• **Goal**
Reproduce the entries below word for word, from the line with "Reviewer note: confirm that every instance of the road" to the line with "<point>337,388</point>", including both of those lines and nothing else.

• **Data shown**
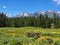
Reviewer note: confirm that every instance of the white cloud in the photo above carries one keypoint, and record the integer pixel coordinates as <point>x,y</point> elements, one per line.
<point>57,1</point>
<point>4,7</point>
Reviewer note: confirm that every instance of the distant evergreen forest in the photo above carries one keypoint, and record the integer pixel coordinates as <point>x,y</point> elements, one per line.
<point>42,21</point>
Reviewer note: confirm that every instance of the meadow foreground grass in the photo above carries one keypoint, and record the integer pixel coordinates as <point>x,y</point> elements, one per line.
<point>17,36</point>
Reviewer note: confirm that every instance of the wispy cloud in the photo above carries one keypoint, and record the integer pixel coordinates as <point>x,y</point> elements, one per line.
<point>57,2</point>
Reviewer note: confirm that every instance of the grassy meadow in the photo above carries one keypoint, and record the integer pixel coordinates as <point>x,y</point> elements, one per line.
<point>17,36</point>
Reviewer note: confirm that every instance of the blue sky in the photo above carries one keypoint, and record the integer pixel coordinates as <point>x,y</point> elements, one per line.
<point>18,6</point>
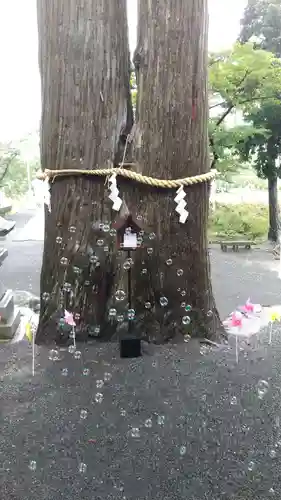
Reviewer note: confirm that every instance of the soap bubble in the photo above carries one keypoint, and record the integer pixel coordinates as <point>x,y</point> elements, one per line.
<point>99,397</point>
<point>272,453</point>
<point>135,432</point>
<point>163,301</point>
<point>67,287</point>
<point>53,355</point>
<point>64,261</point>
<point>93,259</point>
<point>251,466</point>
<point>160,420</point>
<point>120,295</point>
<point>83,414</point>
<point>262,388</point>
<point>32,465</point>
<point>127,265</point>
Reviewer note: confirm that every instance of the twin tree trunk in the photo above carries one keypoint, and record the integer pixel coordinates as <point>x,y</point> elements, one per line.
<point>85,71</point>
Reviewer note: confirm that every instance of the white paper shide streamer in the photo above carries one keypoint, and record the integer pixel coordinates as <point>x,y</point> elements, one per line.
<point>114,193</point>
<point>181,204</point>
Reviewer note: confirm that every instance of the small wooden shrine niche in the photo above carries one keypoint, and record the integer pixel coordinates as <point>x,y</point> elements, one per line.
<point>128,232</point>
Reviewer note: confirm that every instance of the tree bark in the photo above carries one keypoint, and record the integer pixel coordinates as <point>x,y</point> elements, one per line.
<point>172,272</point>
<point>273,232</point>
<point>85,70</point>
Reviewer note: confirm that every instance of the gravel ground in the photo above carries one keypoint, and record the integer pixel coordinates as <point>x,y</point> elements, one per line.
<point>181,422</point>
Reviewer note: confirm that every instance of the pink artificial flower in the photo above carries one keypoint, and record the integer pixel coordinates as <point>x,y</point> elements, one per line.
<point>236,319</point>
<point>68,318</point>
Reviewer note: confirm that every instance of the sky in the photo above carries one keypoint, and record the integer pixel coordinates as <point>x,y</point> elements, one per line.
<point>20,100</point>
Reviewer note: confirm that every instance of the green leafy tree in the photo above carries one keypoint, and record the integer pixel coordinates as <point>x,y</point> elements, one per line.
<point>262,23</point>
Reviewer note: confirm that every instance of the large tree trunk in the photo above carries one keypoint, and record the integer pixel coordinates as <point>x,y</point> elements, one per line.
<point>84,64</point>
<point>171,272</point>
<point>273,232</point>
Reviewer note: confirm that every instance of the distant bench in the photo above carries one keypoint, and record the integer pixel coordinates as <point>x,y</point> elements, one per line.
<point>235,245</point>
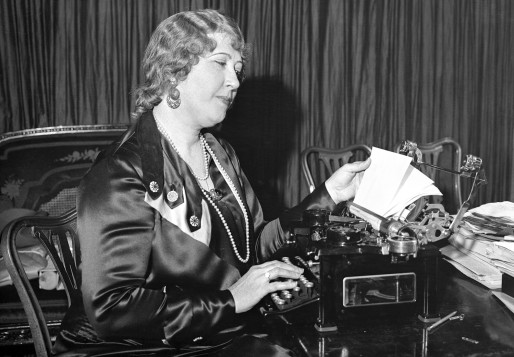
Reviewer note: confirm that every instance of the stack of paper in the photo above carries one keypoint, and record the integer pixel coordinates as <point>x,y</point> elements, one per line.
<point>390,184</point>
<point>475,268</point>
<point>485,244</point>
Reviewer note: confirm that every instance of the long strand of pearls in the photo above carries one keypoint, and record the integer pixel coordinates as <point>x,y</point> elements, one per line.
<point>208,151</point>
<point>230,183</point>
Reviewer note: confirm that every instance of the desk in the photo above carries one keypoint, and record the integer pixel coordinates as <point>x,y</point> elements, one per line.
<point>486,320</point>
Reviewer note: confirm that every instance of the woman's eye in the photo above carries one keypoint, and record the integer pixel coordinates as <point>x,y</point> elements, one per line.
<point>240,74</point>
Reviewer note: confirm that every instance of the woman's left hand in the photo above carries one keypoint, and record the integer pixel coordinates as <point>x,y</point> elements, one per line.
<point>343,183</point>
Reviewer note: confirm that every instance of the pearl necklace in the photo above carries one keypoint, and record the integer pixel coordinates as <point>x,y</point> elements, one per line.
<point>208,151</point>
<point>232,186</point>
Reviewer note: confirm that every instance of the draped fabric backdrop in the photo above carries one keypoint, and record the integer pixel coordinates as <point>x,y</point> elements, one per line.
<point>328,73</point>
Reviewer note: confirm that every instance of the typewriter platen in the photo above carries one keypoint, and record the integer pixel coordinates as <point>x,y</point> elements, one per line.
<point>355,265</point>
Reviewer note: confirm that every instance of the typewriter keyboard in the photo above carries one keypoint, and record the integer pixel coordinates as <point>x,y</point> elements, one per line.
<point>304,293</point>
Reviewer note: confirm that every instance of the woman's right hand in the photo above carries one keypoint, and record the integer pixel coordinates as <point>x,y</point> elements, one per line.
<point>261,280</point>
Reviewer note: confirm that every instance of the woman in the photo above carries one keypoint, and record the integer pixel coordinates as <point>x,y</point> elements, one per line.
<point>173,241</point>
...
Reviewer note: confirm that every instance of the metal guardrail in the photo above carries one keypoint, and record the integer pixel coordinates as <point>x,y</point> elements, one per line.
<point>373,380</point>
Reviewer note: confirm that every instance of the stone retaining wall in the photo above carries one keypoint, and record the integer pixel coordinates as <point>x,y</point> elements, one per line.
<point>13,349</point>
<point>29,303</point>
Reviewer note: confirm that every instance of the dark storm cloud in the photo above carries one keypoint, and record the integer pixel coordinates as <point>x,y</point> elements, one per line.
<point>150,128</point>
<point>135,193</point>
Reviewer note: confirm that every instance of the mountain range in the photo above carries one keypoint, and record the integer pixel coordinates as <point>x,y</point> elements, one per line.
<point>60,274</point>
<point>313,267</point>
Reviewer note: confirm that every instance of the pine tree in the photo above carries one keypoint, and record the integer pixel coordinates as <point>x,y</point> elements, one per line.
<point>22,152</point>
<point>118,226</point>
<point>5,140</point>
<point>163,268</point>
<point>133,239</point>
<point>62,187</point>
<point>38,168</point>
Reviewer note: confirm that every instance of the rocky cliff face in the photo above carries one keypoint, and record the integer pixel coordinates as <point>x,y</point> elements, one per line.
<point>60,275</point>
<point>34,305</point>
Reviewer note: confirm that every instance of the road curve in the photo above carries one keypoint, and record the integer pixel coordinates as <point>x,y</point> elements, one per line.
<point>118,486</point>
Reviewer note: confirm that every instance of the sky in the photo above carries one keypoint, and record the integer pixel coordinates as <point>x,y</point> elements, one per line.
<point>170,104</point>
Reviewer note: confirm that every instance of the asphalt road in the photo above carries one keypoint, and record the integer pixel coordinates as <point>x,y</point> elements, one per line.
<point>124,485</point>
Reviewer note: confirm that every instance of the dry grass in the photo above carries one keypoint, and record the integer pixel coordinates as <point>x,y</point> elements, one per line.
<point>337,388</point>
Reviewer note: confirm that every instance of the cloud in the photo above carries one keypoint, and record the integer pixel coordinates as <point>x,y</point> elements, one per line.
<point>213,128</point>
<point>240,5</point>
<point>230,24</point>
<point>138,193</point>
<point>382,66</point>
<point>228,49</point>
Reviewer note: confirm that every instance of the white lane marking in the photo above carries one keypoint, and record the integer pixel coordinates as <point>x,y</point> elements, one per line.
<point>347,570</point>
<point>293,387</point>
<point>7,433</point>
* * *
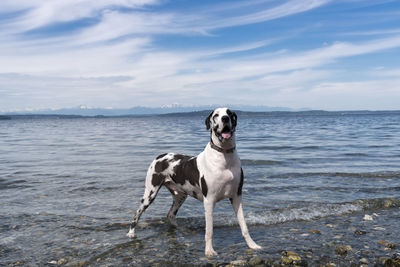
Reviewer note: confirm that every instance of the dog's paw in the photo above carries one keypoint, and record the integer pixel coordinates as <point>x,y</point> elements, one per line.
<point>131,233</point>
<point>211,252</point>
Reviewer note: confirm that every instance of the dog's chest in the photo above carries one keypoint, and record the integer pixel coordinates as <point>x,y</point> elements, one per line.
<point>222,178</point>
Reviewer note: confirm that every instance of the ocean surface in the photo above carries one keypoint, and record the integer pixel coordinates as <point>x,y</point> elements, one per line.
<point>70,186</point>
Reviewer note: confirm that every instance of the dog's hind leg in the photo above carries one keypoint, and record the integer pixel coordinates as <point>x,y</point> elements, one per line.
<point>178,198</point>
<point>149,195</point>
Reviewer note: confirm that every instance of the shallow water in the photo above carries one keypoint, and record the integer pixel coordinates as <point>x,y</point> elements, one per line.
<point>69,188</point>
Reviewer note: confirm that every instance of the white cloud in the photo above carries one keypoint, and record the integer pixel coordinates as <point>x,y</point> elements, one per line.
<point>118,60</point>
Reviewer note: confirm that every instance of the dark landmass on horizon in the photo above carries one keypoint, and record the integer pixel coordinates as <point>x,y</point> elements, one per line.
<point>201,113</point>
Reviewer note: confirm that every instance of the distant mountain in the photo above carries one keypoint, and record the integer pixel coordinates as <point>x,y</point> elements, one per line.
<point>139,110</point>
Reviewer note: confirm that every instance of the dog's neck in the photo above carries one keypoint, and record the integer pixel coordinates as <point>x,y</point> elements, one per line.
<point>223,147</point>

• **Solution for this exercise**
Reviewer note: confirm that every instance of the road curve in the photo above carries one keypoint, and record the integer pixel coordinates as <point>x,y</point> elements, one per line.
<point>118,486</point>
Reviewer note: confirm that every instance of the sky in the photo above carries one keypoint, and record the integer pixel coordinates as <point>x,y</point> elements, one per line.
<point>170,104</point>
Reviewer note: confirm that every instance of the asphalt road in the photo above carries one keypoint, and record the integer pixel coordinates as <point>x,y</point> elements, one per line.
<point>124,485</point>
Reviewer note: confirm that every instance of the dry grass in the photo above carries one keypoint, and record the integer pixel coordinates as <point>x,y</point> elements, one per line.
<point>337,388</point>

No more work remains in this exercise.